→ Stored data
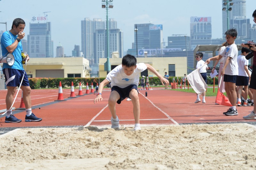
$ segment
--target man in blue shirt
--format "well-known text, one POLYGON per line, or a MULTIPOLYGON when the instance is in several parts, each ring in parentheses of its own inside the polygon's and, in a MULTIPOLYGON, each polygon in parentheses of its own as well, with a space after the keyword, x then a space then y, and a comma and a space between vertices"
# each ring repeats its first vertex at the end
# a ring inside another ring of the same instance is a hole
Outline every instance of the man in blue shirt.
MULTIPOLYGON (((2 55, 4 57, 9 53, 12 53, 15 59, 12 66, 4 63, 3 66, 3 72, 4 75, 7 90, 5 100, 7 112, 5 122, 6 123, 18 123, 21 121, 21 119, 17 119, 12 115, 11 108, 16 89, 21 83, 20 88, 23 92, 23 100, 26 108, 25 121, 39 122, 42 120, 42 119, 37 117, 32 113, 30 97, 31 89, 27 73, 22 65, 21 51, 23 49, 20 41, 25 36, 25 33, 23 32, 25 26, 23 19, 15 19, 12 23, 12 29, 4 32, 1 37, 2 55), (21 82, 23 75, 24 77, 21 82)), ((27 57, 28 60, 29 58, 28 55, 27 55, 27 57)))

→ Aim
Reproduce every item above verbatim, line by line, omitting the pictures.

→ Written answer
$ segment
--target man in blue shirt
--format "well-known text, one POLYGON per line, or a MULTIPOLYGON when the instance is in several parts, each ring in parentheses of its own inside the polygon's and, in a MULTIPOLYGON, each polygon in parentheses of its own as well, with a space after the keyword, x then a space then y, and a comma and a space between vertices"
# each ring repeats its first vertex at the end
# a ring inside another ring of the same instance is a hole
Outline every instance of the man in blue shirt.
MULTIPOLYGON (((2 55, 4 57, 9 53, 12 53, 15 59, 12 66, 4 63, 3 66, 3 72, 4 75, 7 90, 5 100, 7 112, 5 122, 6 123, 18 123, 21 121, 21 119, 17 119, 12 115, 11 108, 16 89, 21 83, 20 88, 23 92, 23 100, 26 108, 25 121, 39 122, 42 120, 42 119, 37 117, 32 113, 30 97, 31 89, 27 73, 22 65, 21 51, 23 49, 20 41, 25 36, 25 33, 23 32, 25 26, 23 19, 15 19, 12 23, 12 29, 4 32, 1 37, 2 55), (21 82, 23 75, 24 77, 21 82)), ((27 57, 28 60, 29 58, 28 55, 27 55, 27 57)))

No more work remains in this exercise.